§ Source data:
┏━━

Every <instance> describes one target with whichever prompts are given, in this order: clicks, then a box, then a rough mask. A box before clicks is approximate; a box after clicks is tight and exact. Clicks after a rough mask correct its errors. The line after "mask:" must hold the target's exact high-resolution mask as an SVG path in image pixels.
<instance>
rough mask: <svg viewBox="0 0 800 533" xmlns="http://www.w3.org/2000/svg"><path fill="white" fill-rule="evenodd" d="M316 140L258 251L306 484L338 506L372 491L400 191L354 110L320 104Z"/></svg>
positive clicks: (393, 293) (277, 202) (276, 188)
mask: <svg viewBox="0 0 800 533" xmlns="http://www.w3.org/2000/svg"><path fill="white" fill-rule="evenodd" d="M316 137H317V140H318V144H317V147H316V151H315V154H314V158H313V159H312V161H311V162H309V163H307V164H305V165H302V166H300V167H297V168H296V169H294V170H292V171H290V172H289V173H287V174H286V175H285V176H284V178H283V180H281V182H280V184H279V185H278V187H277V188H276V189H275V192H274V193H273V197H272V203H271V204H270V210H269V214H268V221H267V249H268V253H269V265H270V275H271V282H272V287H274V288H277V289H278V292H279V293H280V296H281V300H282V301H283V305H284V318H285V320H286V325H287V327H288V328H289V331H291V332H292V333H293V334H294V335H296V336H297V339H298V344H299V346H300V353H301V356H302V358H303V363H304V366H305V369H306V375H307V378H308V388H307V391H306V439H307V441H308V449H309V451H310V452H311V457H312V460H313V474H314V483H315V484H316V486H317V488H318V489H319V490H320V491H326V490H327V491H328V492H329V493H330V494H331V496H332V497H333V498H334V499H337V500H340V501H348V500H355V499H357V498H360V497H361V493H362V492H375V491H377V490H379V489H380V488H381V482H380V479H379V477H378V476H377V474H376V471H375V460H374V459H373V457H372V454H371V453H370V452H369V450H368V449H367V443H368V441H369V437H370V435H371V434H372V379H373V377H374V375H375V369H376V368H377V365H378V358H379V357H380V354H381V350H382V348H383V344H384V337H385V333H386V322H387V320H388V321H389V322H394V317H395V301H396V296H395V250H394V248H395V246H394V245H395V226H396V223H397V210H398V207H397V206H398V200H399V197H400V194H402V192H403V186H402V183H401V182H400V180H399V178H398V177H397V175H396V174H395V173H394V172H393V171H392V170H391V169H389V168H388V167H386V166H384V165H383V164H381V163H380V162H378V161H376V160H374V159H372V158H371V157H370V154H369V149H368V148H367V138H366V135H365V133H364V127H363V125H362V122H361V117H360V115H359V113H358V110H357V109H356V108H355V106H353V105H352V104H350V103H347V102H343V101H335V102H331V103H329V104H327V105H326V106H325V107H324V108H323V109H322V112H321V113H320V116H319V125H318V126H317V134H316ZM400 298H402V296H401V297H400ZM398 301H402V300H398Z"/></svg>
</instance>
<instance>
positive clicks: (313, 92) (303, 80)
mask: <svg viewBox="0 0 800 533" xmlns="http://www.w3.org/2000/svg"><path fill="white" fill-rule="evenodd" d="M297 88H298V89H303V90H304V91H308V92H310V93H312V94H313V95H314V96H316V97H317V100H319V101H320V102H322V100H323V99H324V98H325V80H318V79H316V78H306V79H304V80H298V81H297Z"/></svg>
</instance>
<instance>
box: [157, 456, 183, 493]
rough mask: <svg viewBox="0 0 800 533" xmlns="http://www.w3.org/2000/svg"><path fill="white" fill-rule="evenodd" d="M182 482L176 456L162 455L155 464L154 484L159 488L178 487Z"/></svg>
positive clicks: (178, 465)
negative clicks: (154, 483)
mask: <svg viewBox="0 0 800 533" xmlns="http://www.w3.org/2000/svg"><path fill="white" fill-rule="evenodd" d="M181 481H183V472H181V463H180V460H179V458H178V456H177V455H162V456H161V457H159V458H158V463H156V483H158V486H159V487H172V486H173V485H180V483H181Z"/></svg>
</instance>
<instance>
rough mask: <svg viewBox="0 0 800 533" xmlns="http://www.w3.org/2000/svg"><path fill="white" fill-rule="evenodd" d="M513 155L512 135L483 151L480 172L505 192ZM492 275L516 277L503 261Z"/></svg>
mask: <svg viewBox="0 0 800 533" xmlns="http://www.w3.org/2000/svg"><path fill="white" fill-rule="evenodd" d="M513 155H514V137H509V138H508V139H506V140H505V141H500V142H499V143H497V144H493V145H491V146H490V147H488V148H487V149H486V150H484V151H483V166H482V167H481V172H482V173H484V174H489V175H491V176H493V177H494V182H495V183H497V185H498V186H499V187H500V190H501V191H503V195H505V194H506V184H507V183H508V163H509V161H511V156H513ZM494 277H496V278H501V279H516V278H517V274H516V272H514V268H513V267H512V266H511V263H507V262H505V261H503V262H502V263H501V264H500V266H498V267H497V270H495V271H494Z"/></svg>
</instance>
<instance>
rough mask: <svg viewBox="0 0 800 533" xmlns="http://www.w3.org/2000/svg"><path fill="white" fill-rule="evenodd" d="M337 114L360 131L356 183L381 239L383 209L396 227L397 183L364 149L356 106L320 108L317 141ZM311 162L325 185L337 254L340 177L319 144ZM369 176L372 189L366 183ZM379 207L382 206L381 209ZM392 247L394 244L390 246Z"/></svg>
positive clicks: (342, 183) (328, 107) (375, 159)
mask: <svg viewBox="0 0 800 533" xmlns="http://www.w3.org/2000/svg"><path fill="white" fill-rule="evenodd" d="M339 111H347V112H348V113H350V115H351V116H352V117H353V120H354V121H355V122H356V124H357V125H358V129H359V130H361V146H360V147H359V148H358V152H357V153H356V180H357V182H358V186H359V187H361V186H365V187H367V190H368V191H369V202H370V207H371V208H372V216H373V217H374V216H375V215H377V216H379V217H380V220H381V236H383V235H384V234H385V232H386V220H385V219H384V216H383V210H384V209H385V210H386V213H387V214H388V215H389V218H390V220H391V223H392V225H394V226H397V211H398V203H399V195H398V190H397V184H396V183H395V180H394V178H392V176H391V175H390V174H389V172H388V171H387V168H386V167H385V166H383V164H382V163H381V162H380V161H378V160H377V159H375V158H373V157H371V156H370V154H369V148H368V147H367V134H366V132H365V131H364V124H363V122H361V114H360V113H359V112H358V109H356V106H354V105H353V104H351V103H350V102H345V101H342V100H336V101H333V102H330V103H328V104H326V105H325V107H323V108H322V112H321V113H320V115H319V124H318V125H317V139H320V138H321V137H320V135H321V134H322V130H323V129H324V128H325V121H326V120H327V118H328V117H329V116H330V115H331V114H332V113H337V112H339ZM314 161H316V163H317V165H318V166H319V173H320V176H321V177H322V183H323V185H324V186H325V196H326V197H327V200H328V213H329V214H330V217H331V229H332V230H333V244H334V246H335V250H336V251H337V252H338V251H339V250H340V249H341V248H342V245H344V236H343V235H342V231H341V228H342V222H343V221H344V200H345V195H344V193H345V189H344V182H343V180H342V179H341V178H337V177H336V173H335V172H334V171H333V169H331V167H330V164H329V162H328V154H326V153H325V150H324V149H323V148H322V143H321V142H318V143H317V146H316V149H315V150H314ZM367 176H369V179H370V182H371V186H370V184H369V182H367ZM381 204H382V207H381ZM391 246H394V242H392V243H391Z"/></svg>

┗━━

§ Task to carry out: Beginning with the first line of the entries, repeat each line exactly until you have reproduced the one containing "140L258 251L306 484L338", and add nothing further.

§ Response below:
Every <instance> describes one target with whichever prompts are given, in this order: clicks, then a box, then a rough mask. A box before clicks is approximate; a box after clicks is tight and exact. Clicks after a rough mask correct its errors. The line after "mask:" must hold the target's exact high-resolution mask as an SVG path in image pixels.
<instance>
rough mask: <svg viewBox="0 0 800 533" xmlns="http://www.w3.org/2000/svg"><path fill="white" fill-rule="evenodd" d="M316 140L258 251L306 484L338 506L372 491L400 191L354 110L320 104Z"/></svg>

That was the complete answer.